RSウイルスとヒトニューモメタロウイルスについての文章を、最後の文のあとから引き継いで書き進めてください。

*** 提示された文章 ***

今晩は。連休の中日の夜、家族で食事(市内のホテルでブッフェを食べに。僕は非常に大食いなので、たくさん食べたいものですから。)に出かけると、二組の知り合いのご家族にお会いしました。世間は狭いものです。皆さんはこの連休、どうお過ごしですか?
 今日も僕の大好きな感染症のお話で、特に小さい子供がいる方には関連の深い内容です。それは時に乳幼児の気管支炎、肺炎の原因となるウイルスの一種で、しかも知名度の高いRSウイルス。及び最近簡易検査キットが発売されたために、急に認知度が上がってきたヒトニューモメタロウイルス(hPMV)というウイルスについてです。
 RSウイルスはご承知の方も多いでしょう。乳幼児に感染し、時に細気管支炎や肺炎を引き起こし、初感染の1~3%が重症化し、入院治療を要するとされています(岡部編 小児感染症学 第2版)。潜伏期は2~8日(平均5日)、飛沫、または手などを介する直接接触で感染、通年性だが11~4月の寒冷期に多い。1歳までに60~70%、2歳までに100%の人間が感染します。ただし、ヒトは完全な防御免疫を持つわけではないので、生涯のうちに何回もかかりますが、繰り返すうちに軽症化してきます。つまり、多くの場合は「風邪」で終わる、ありふれた呼吸器感染症です。治療薬は無く(開発もされていないようです)、自然治癒に任せます。抗生剤は効きませんので不要です。予防薬は有りますが、早産、先天性心疾患などの乳児に限って保険(及び丸福)が効くものです。重要で、医師としては知ってて当然というものです。
ヒトニューモメタロウイルスは2001年オランダで、呼吸器感染を起こすウイルスの一種として発見された新しいもので、このウイルスも小児期に感染し、1~2歳で約50%、5歳までに約80%、10歳には100%のヒトが一度は感染したことがあります。初感染の平均年齢は2歳6ヶ月と言います。流行時期は、日本では3~6月に集中するとの事です。潜伏期は4~6日、多くは1週間前後で症状は良くなりますが、ウイルスは1~2週間排泄されるので、元気になった子供でも感染源になりますが、これはRSウイルスでも同様です。これも特異的に有効な薬は無く、症状を改善する、いわゆる対症療法となります。症状としては発熱、咳、鼻水、喘鳴などが多く、発熱期間は平均5日と意外に長いが、1週間以内に解熱します。

*** 元データ ***

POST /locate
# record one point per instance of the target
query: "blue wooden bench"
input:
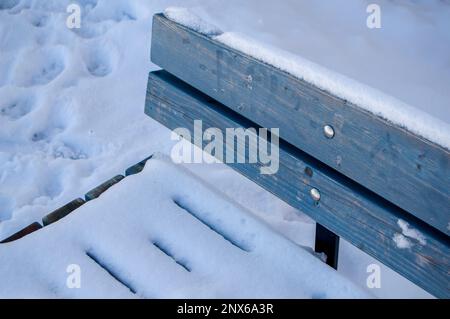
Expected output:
(376, 180)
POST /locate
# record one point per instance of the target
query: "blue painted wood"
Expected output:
(62, 211)
(97, 191)
(363, 218)
(407, 170)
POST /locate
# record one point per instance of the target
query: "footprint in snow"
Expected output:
(8, 4)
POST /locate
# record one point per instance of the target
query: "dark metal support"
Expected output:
(327, 242)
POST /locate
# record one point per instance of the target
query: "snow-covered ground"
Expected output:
(71, 101)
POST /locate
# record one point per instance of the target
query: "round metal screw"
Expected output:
(328, 130)
(315, 194)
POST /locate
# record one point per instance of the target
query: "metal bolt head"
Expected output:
(328, 130)
(315, 194)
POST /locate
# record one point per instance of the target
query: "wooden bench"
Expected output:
(377, 181)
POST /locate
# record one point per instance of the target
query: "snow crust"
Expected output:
(159, 236)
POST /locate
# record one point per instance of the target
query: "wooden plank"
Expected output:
(407, 170)
(62, 211)
(22, 233)
(327, 242)
(363, 218)
(137, 168)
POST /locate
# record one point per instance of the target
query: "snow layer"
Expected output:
(159, 237)
(188, 19)
(414, 119)
(71, 101)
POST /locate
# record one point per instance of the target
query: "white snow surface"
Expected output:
(227, 251)
(72, 104)
(414, 119)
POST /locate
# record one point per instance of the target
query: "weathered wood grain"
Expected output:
(62, 211)
(97, 191)
(363, 218)
(22, 233)
(407, 170)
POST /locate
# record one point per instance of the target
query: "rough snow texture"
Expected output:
(72, 101)
(155, 232)
(414, 119)
(188, 19)
(361, 95)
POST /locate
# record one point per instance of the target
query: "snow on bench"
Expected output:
(154, 235)
(381, 172)
(395, 150)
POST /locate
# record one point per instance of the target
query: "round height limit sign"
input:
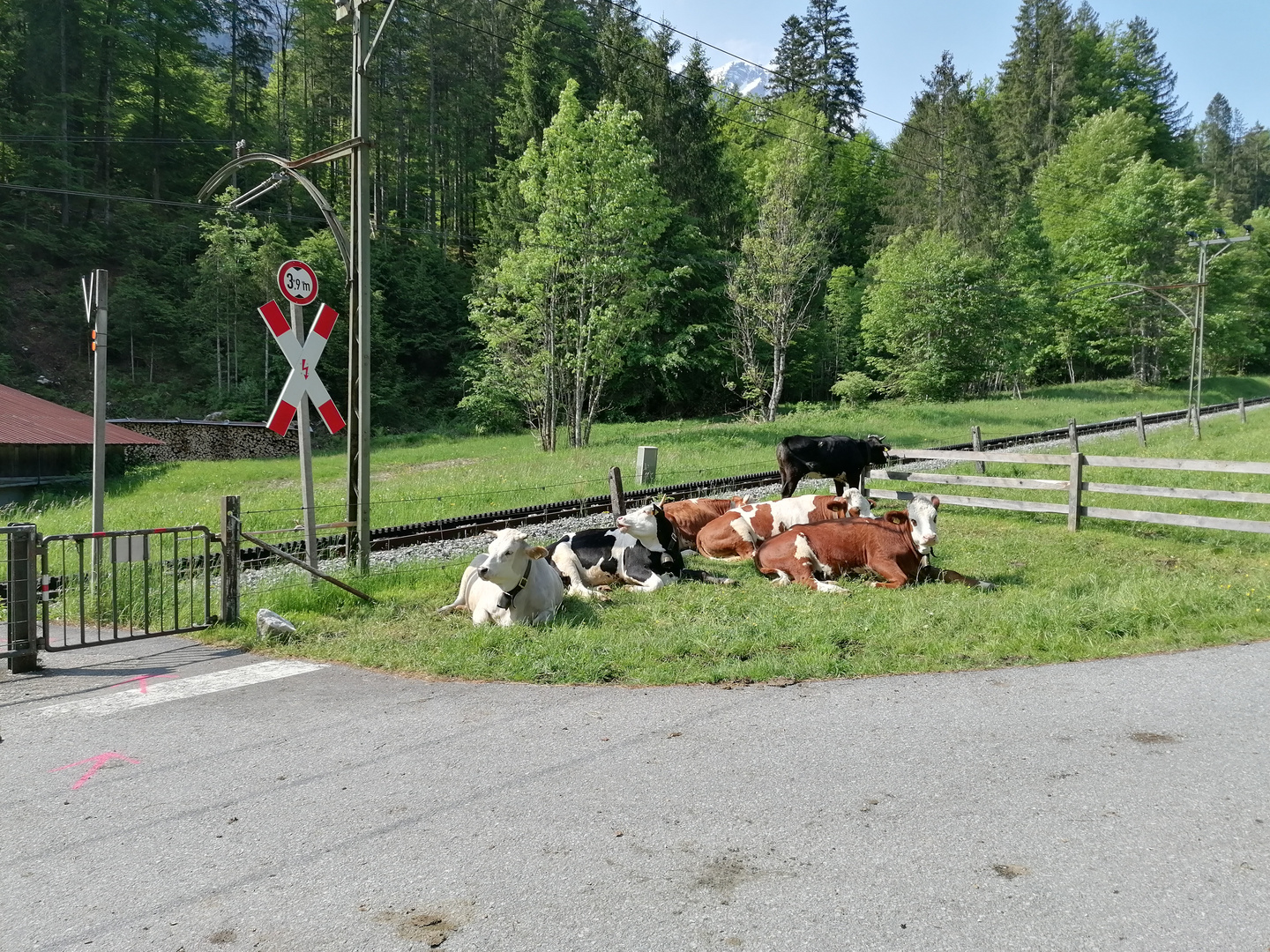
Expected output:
(297, 282)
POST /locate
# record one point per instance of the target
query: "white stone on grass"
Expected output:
(271, 625)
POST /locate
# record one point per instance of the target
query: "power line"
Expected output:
(116, 138)
(721, 90)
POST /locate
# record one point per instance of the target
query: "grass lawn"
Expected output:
(1110, 589)
(427, 478)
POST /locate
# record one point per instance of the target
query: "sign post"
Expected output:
(299, 285)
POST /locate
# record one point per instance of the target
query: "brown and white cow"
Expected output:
(736, 533)
(689, 516)
(893, 547)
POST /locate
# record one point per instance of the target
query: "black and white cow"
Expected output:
(843, 460)
(643, 551)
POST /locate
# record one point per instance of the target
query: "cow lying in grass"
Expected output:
(690, 516)
(643, 551)
(736, 534)
(510, 584)
(894, 547)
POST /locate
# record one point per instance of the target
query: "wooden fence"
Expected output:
(1074, 485)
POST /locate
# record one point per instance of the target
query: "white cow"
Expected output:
(511, 584)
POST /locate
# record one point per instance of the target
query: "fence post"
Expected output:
(22, 597)
(230, 544)
(617, 499)
(1073, 493)
(646, 465)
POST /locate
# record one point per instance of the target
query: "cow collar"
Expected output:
(508, 598)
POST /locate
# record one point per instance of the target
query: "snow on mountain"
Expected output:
(748, 80)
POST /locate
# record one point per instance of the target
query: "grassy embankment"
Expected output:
(427, 478)
(1111, 589)
(1108, 591)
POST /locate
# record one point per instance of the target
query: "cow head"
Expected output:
(652, 527)
(923, 513)
(859, 504)
(854, 504)
(878, 450)
(508, 554)
(920, 519)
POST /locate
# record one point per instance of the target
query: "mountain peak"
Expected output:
(746, 78)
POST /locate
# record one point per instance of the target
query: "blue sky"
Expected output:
(1218, 48)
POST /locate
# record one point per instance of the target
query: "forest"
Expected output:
(576, 222)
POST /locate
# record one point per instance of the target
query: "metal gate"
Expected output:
(101, 587)
(18, 600)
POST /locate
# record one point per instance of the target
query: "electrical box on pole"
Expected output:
(95, 288)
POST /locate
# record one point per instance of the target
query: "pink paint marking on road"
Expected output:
(144, 678)
(97, 764)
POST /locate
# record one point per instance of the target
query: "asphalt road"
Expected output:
(1111, 805)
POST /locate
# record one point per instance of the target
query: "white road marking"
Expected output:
(161, 692)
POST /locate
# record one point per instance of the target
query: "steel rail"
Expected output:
(464, 525)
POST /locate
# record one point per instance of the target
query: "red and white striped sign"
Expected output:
(303, 362)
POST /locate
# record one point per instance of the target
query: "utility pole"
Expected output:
(1197, 375)
(95, 299)
(360, 292)
(355, 251)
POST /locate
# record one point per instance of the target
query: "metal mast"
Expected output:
(360, 299)
(1197, 376)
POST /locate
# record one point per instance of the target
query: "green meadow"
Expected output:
(430, 476)
(1111, 589)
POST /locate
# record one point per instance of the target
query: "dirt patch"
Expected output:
(430, 928)
(724, 874)
(392, 470)
(1009, 871)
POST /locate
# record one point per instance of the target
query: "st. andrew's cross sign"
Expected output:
(303, 358)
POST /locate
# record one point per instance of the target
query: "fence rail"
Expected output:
(1076, 485)
(992, 450)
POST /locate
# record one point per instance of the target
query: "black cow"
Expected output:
(843, 460)
(643, 551)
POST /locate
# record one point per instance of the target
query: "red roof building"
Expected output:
(45, 443)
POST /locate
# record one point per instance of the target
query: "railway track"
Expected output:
(464, 525)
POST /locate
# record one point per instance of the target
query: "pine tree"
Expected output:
(945, 155)
(839, 93)
(1033, 107)
(794, 65)
(816, 55)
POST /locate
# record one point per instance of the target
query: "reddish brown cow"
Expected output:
(689, 516)
(892, 547)
(736, 534)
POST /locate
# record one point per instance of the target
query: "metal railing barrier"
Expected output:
(18, 596)
(103, 587)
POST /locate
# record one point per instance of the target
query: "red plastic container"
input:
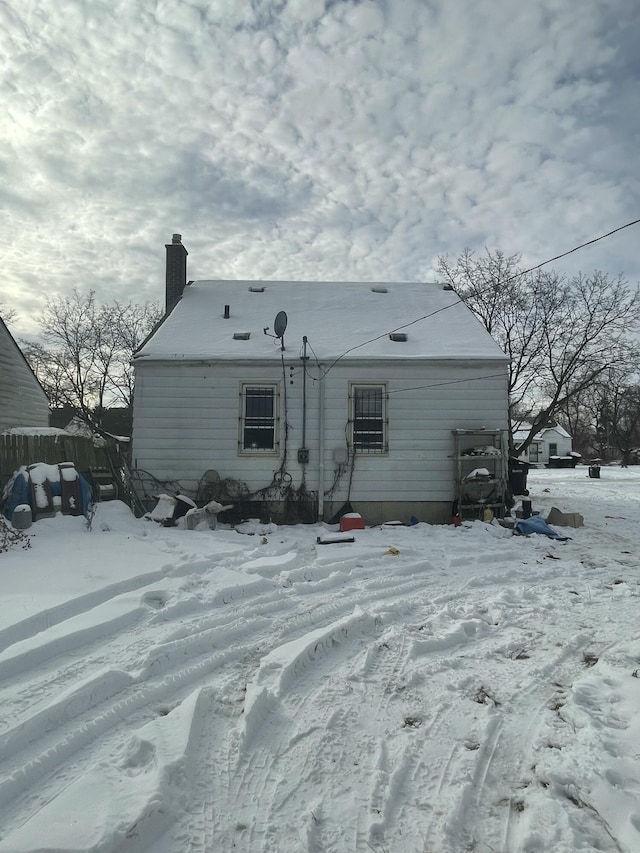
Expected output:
(351, 521)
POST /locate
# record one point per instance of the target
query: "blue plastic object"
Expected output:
(536, 524)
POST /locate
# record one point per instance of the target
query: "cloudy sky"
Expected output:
(310, 139)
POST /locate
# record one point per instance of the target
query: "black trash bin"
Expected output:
(518, 470)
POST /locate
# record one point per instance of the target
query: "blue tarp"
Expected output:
(20, 493)
(536, 524)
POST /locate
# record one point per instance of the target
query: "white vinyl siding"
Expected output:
(23, 403)
(186, 421)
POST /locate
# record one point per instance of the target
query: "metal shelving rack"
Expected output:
(484, 449)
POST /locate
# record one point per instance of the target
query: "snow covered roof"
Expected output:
(335, 317)
(523, 431)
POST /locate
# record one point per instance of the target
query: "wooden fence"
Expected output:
(17, 450)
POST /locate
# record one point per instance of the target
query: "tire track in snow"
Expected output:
(80, 725)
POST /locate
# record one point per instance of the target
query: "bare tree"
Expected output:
(84, 358)
(561, 334)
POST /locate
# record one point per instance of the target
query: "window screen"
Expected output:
(368, 418)
(259, 418)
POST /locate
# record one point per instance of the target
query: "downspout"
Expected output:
(321, 448)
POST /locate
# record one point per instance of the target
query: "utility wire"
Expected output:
(502, 375)
(458, 301)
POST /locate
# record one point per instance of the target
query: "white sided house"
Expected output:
(23, 402)
(302, 396)
(550, 442)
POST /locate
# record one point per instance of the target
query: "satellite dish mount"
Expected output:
(279, 326)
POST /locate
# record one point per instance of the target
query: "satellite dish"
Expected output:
(280, 324)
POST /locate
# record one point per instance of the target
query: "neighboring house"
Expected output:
(335, 409)
(550, 441)
(23, 402)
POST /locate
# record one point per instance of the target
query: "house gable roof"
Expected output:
(353, 319)
(12, 359)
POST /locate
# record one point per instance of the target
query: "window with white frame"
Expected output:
(369, 424)
(259, 418)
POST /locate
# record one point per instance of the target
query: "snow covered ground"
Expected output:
(432, 689)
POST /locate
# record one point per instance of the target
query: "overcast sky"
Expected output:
(310, 139)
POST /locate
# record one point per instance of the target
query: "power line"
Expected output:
(458, 301)
(502, 375)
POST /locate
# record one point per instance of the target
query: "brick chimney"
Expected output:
(176, 271)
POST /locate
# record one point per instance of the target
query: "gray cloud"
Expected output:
(309, 139)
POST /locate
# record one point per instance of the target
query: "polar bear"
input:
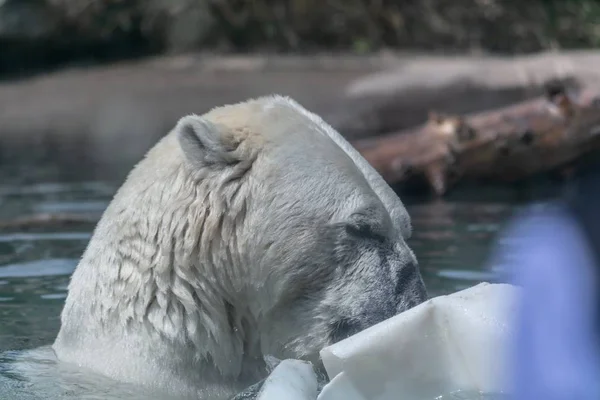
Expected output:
(254, 229)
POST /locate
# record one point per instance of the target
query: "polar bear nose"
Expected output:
(410, 289)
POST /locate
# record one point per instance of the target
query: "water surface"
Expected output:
(451, 240)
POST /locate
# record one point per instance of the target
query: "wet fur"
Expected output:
(254, 229)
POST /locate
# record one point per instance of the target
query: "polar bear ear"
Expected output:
(203, 143)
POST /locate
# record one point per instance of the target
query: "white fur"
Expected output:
(219, 249)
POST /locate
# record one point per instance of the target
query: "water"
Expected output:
(451, 240)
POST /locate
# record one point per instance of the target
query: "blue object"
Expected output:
(556, 349)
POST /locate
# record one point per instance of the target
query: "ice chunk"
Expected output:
(447, 344)
(290, 380)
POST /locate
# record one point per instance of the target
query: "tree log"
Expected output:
(506, 144)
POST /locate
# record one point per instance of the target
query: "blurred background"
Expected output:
(470, 109)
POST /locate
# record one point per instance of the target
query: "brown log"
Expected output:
(506, 144)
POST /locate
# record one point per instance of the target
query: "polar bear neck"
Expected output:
(163, 274)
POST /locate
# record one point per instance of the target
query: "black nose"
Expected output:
(410, 290)
(406, 279)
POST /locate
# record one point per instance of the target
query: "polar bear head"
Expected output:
(311, 241)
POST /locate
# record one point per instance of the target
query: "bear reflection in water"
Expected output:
(252, 230)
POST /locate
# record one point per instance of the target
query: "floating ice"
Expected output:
(290, 380)
(447, 344)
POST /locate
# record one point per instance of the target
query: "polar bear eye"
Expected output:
(362, 230)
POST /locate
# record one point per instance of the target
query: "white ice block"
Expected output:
(449, 343)
(290, 380)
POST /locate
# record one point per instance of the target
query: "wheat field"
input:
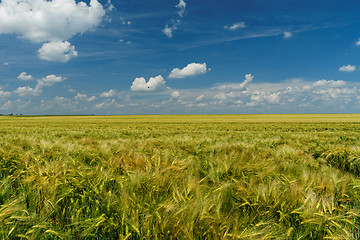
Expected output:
(180, 177)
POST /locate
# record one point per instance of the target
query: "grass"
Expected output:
(180, 177)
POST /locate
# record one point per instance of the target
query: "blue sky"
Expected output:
(179, 56)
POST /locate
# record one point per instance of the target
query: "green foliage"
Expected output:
(180, 177)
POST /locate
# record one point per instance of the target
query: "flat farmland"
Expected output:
(180, 177)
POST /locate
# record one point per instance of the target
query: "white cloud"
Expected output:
(155, 83)
(358, 42)
(190, 70)
(235, 86)
(347, 68)
(47, 81)
(235, 26)
(175, 94)
(49, 21)
(84, 97)
(168, 30)
(181, 6)
(287, 35)
(6, 105)
(200, 98)
(57, 51)
(247, 81)
(24, 77)
(330, 83)
(124, 22)
(26, 91)
(108, 94)
(4, 94)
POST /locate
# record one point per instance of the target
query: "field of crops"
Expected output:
(180, 177)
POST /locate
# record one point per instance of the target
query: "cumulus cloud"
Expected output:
(110, 93)
(57, 51)
(169, 29)
(190, 70)
(47, 81)
(24, 77)
(247, 81)
(235, 26)
(347, 68)
(358, 42)
(287, 35)
(84, 97)
(236, 86)
(52, 22)
(4, 94)
(26, 91)
(181, 8)
(155, 83)
(175, 94)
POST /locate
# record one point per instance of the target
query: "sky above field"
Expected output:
(179, 56)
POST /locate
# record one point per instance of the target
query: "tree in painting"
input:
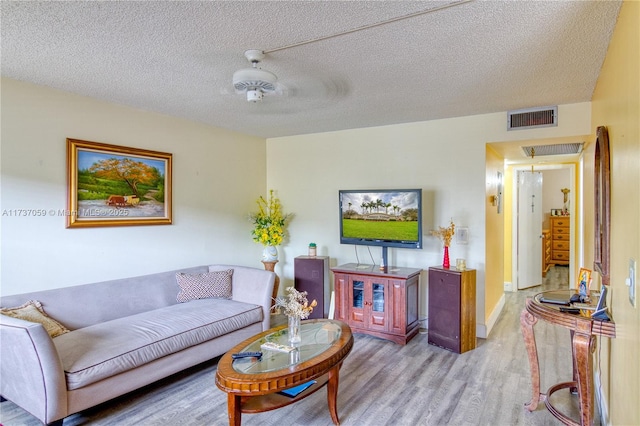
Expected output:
(126, 170)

***

課題の回答 =
ここで問題です。子供のうちに必ず感染し、自然治癒する、しかも有効な薬は無い(インフルエンザのように治療することは出来ない)、そういう病気について、あえて検査する必要はあるでしょうか?多くの場合、検査をする必要はないのです。現に、RSウイルスの検査は入院が前提です。外来患者では保険もまる福も効きません。保育園で「検査してください!」と言われたところで、検査をする必要も義理も何もありません!!どうしてもと言われるなら「自費になりますよ」というものなのです。では、「病院で調べてもらったらRSではありませんでした!」と言う保護者の方がいます。もしそれが事実なら、この2つのことしか考えられません。
1:その医師が世のため人のために自腹を切って検査してくれました!というのはいい話ですが、あり得ません。検査一回、一人2000円はかかりますから、100人で20万円!残念ですが、そんな奴はいません。
2:実際はRS検査して、しかしカルテ上ではコストのほぼ同じで、かつ外来診療で保険が効く検査をしたことにしておく。これがほとんどです。インフルやアデノ、溶連菌を調べるのは全く問題ありませんから「〇〇疑い」という病名にして実際使う検査キットはRS用にすれば、患者さんには余計な負担はかかりませんが、不正請求です。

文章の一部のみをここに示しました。